▶ TASK STATEMENT:
In the entries that follow, how many lines hold "cliff"? Nothing but the number is expected.
*** SUPPLIED DATA Section Begins ***
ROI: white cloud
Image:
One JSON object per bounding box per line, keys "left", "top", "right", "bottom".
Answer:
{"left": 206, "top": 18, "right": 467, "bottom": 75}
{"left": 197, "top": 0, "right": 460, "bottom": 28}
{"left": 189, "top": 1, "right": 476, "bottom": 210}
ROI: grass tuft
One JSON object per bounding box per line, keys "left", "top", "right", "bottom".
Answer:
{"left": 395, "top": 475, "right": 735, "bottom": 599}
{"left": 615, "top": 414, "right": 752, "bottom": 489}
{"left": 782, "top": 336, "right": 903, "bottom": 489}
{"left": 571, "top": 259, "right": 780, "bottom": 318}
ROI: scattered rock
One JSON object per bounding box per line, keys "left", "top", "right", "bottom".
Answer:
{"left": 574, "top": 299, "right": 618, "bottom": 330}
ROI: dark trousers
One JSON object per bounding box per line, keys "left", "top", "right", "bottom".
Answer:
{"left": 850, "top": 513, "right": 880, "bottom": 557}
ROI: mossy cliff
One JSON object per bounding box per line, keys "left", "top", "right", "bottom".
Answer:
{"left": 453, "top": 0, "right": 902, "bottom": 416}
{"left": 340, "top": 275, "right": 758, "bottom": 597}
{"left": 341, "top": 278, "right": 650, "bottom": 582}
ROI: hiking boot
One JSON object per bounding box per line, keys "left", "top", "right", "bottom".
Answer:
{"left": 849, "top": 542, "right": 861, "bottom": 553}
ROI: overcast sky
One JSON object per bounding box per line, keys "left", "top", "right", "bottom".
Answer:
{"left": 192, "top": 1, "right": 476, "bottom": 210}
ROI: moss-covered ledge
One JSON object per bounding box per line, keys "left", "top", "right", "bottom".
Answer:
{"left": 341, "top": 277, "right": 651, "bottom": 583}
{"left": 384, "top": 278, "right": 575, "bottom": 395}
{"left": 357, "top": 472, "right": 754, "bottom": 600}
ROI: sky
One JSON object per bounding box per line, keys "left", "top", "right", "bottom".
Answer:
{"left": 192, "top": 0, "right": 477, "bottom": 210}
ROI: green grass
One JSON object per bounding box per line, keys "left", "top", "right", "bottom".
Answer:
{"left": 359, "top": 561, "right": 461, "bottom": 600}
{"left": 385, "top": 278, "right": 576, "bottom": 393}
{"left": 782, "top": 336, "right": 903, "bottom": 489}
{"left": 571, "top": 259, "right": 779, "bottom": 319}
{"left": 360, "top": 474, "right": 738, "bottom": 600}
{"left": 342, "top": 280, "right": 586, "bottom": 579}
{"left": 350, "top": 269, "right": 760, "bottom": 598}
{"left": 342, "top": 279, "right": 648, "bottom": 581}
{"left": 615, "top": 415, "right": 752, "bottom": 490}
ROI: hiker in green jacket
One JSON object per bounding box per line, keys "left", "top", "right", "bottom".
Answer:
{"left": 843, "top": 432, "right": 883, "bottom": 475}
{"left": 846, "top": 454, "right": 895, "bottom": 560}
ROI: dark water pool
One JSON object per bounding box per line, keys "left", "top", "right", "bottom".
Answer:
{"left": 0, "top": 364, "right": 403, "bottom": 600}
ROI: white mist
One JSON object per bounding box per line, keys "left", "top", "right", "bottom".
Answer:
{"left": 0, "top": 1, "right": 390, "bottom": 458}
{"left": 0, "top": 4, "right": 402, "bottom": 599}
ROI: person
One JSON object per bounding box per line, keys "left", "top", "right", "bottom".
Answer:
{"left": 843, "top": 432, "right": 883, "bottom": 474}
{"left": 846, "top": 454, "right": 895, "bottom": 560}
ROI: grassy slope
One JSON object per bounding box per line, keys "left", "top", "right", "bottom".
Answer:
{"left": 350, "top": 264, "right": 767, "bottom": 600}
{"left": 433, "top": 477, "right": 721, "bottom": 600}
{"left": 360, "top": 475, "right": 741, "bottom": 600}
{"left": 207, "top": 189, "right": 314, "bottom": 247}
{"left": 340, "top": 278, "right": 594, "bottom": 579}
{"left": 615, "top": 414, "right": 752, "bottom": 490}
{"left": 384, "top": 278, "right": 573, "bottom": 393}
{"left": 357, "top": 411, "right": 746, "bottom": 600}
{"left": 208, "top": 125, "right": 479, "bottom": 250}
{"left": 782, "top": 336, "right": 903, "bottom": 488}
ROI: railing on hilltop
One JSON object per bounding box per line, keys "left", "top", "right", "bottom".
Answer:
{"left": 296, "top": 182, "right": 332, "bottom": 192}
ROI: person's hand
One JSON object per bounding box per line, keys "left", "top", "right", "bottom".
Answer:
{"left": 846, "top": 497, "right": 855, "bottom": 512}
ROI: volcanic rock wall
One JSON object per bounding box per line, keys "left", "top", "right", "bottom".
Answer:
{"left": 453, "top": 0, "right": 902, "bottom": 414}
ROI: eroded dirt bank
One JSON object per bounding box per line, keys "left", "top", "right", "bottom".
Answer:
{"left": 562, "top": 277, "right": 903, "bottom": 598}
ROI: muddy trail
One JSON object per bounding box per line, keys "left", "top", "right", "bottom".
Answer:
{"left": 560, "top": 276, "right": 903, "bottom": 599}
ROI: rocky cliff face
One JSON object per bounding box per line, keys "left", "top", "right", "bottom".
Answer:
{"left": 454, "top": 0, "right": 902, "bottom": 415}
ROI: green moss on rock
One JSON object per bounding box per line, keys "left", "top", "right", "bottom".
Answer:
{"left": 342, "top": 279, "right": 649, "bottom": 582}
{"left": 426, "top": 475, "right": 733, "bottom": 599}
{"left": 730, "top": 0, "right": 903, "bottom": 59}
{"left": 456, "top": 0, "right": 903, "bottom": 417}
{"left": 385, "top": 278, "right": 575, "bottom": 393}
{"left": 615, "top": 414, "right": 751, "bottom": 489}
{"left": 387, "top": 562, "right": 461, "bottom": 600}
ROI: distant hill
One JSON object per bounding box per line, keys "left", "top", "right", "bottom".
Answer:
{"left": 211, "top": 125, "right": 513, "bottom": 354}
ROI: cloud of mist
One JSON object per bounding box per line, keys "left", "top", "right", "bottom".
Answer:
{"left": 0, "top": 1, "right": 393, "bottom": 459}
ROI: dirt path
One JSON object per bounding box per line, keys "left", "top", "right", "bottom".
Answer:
*** SUPPLIED DATA Section Ends ***
▶ EXERCISE RESULT:
2